#### Extracted text ####

These are my newest available workshops for all types of fiber artists. Hope they get your fiber juices started.

Introduction to Electronic Textiles
Bring your favorite textile bag – quilted, woven, embroidered, felted, or hand me down – and well light it up with LEDs using the latest advancements in electronic textiles. Using conductive yarns we’ll stitch a circuit together; no soldering, wires, or engineering degrees required. It’s even washable. You’ll get an introduction into this fascinating world of interactive garments and how to wade through the moutain of web information to find the supplies you’ll need.

Machine needle felting
Now that these new machines have gone mainstream, it is time to push their boundaries. Bring your embellisher needle-felting machine and discover the many new possibilities that arise when wool meets fabric with the help of five fast needles and a little water. Using simple techniques, you can add punch to your art quilts, make fabulous clothing and accessories, or create fantastic wall pieces all with textured surfaces perfect for embellishment with embroidery or beads.

Weaving for felt
Knitting for felting is all the rage these days, but now weavers can experience the fun of creating unique felted textiles from a woven base. We will weave at least two great looks using two entirely different felting processes all from one warp. Along the way you will learn a few loom weaving tricks, how to lay out wool fibers for felting, how to use decorative yarns and embellishments to their best advantage, and two wet felting processes.

#### Stored rows ####

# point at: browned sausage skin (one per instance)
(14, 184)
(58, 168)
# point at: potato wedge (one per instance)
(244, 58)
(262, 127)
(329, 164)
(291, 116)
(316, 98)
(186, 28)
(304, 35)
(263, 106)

####

▶ [Prompt 1]:
List the titles of every workshop in the workshop descriptions.
▶ [Prompt 2]:
Answer these questions using the workshop descriptions:
(a) What is used to stitch the circuit in the electronic textiles workshop?
(b) How many needles does the needle-felting machine work with?
(c) How many looks will be woven from one warp in the weaving workshop?
▶ [Prompt 3]:
Resume the workshop descriptions from the point where they end.

▶ [Answer 1]:
Introduction to Electronic Textiles
Machine needle felting
Weaving for felt

▶ [Answer 2]:
(a) Conductive yarns
(b) Five
(c) At least two

▶ [Answer 3]:
Dyeing Outrageous Cloth

Using silk and cotton fabrics with cold water dyes, we will create bold designs that are perfect for enhancing nuno felt base cloth. These are quick and fun techniques that make textiles that can stand alone as beautiful pieces or be used as a base for laminated felt. Be careful: these techniques are addictive, you can’t do just one.
Nuno felt on outrageous cloth

Using the cloth dyed during the previous class we will delve into the exciting craft of nuno felting. This wet felting process offers an endless number of possibilities to create new textures and shapes by varying the base cloths and the manner in which the fibers are arranged. Once felted, the fleece acts like a color wash that adds depth to the finished look. We will use different fleeces, pre felts, rolags and try an embellisher machine to create exciting new textures that cry out for further embellishment.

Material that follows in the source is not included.